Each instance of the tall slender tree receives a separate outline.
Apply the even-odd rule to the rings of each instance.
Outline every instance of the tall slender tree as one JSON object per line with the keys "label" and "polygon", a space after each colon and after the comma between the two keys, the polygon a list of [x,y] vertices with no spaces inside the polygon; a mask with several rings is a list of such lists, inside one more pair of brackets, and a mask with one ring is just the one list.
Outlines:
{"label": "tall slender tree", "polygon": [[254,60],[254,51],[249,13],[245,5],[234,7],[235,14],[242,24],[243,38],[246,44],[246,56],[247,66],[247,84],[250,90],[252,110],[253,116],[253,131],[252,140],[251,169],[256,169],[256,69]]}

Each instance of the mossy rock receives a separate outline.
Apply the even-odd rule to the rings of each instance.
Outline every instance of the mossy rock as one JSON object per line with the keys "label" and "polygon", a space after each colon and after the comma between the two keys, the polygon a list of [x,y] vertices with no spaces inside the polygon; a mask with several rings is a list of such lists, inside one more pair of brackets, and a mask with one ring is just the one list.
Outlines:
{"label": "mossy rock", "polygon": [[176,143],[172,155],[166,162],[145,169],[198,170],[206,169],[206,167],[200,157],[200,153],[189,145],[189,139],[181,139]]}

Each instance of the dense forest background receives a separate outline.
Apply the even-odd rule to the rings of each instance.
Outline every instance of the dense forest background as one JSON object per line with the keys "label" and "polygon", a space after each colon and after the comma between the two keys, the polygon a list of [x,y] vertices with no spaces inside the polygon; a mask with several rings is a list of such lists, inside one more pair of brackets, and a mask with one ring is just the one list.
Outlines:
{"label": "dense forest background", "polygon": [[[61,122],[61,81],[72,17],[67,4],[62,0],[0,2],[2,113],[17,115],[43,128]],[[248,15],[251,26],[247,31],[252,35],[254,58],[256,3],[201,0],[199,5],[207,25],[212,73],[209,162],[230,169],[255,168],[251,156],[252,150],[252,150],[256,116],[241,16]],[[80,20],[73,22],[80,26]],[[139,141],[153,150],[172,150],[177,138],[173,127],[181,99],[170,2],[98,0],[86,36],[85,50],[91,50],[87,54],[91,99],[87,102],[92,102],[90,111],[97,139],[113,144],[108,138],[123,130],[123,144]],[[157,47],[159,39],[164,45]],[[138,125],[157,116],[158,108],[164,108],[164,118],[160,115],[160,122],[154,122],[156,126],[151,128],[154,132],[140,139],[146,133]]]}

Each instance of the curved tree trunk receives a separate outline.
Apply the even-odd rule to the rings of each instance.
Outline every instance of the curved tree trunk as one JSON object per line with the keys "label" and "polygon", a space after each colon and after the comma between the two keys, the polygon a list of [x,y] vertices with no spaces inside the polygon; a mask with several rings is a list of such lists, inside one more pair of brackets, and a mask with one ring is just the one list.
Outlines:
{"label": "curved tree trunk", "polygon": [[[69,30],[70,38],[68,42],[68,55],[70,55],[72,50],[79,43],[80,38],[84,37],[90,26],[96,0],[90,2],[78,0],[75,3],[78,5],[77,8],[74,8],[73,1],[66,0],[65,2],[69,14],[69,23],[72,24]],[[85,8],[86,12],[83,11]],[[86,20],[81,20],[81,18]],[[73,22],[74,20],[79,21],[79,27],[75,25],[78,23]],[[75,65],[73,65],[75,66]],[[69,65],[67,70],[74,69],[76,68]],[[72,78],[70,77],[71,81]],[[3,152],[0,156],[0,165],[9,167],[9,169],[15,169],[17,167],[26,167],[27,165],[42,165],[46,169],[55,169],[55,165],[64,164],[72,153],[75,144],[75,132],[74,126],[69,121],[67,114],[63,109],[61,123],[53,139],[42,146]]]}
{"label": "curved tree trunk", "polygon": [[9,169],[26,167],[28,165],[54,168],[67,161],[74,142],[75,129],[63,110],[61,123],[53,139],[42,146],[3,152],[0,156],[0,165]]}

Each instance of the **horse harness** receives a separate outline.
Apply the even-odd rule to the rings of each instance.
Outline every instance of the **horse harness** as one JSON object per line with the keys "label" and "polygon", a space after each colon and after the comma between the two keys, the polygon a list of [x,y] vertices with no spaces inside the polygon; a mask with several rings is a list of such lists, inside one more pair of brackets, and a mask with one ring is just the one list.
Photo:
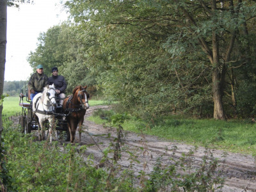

#### Problem description
Please reproduce every line of the records above word for word, omitting the pictures.

#### Answer to the task
Each instance of the tall slender tree receives a separate outline.
Apply the even-odd rule to the rings of each instance.
Outline every instance of the tall slender tree as one JSON object per line with the keys "label" and "polygon", a space after each colon and after the comma between the two keys, the polygon a list of [x,y] vertices with no spaces inside the polygon; a mask with several rings is a list of such lists, inside one more pair of brackets, and a mask with one ring is just the one list.
Outlines:
{"label": "tall slender tree", "polygon": [[254,60],[254,51],[249,13],[245,5],[234,7],[235,14],[242,24],[243,38],[246,44],[246,56],[247,66],[247,84],[250,90],[252,110],[253,116],[253,131],[252,140],[251,169],[256,169],[256,69]]}

Each instance of the mossy rock receives a separate outline.
Apply the even-odd rule to the rings of each instance.
Outline every instance of the mossy rock as one JSON object per line with the keys "label" and "polygon", a space after each colon and after the comma between the two keys, the polygon a list of [x,y] vertices with no spaces inside the polygon; a mask with several rings is a list of such lists, inside one more pair of brackets, and a mask with one ring is just the one list.
Outlines:
{"label": "mossy rock", "polygon": [[176,143],[172,155],[166,162],[145,169],[198,170],[206,169],[206,167],[200,157],[200,153],[189,145],[189,139],[181,139]]}

Each instance of the dense forest background receives a separate outline.
Apply the even-odd rule to the rings of each instance.
Outline every instance of the dense forest background as one JSON object per line with the keys "label" and "polygon", a space after each colon and after the comma between the two keys, the polygon a list of [x,y] vertices with no spaces inside the polygon; a mask with several rings is a list of such lists, inside one more pair of brackets, and a mask with one ring is just the one list.
Outlines:
{"label": "dense forest background", "polygon": [[[61,122],[61,81],[72,17],[67,4],[62,0],[0,2],[2,113],[17,115],[43,128]],[[248,15],[251,26],[247,31],[252,35],[254,58],[256,3],[201,0],[199,5],[207,25],[212,73],[209,162],[230,169],[255,168],[251,156],[252,150],[252,150],[256,116],[241,16]],[[80,20],[73,22],[80,26]],[[139,141],[153,150],[172,150],[177,138],[173,127],[181,99],[170,2],[98,0],[86,36],[85,50],[91,50],[87,54],[91,99],[87,102],[92,102],[90,111],[97,139],[113,144],[108,138],[123,130],[123,144]],[[157,47],[159,39],[164,45]],[[138,125],[157,116],[158,108],[164,108],[164,118],[160,115],[160,122],[154,122],[156,126],[151,128],[154,132],[140,139],[146,133]]]}

Each instance of the curved tree trunk receives a separate outline.
Apply the even-odd rule to the rings of each instance.
Outline every instance of the curved tree trunk as one JSON object per line with the keys "label" and "polygon", a space after each colon and after the comma between the two keys, the polygon a list of [x,y] vertices with no spaces inside the polygon; a mask with several rings is a list of such lists, inside one more pair of brackets, and a mask with one ring is just the one list.
Outlines:
{"label": "curved tree trunk", "polygon": [[[69,30],[70,38],[68,42],[68,55],[70,55],[72,50],[79,43],[80,38],[84,37],[90,26],[96,0],[90,2],[78,0],[75,3],[78,5],[77,8],[74,8],[73,1],[66,0],[65,2],[69,14],[69,23],[72,24]],[[85,8],[86,12],[83,11]],[[86,20],[81,20],[81,18]],[[73,22],[74,20],[79,21],[79,27],[75,25],[78,23]],[[75,65],[73,65],[75,66]],[[69,65],[67,70],[74,69],[76,68]],[[72,78],[70,77],[71,81]],[[3,152],[0,156],[0,165],[9,167],[9,169],[15,169],[17,167],[26,167],[27,165],[42,165],[46,169],[55,169],[55,165],[64,164],[72,153],[75,144],[75,132],[74,126],[69,121],[67,114],[63,109],[61,123],[53,139],[42,146]]]}
{"label": "curved tree trunk", "polygon": [[9,169],[26,167],[28,165],[54,168],[67,161],[74,142],[75,129],[63,110],[61,123],[53,139],[42,146],[3,152],[0,156],[0,165]]}

Each instance of the **horse harness** receives a separate outline.
Apply the even-odd rule to the rings of each instance.
Outline every instance of the **horse harness** as one JSON object per line with the keys "label" and "polygon", a space after each colon and after the comma between the two keys, the polygon a list of [x,y] vertices with no spaces inside the polygon; a mask with several rings is a list of such lists, inside one more pair of brackets, and a mask with one ring is just the one list.
Photo:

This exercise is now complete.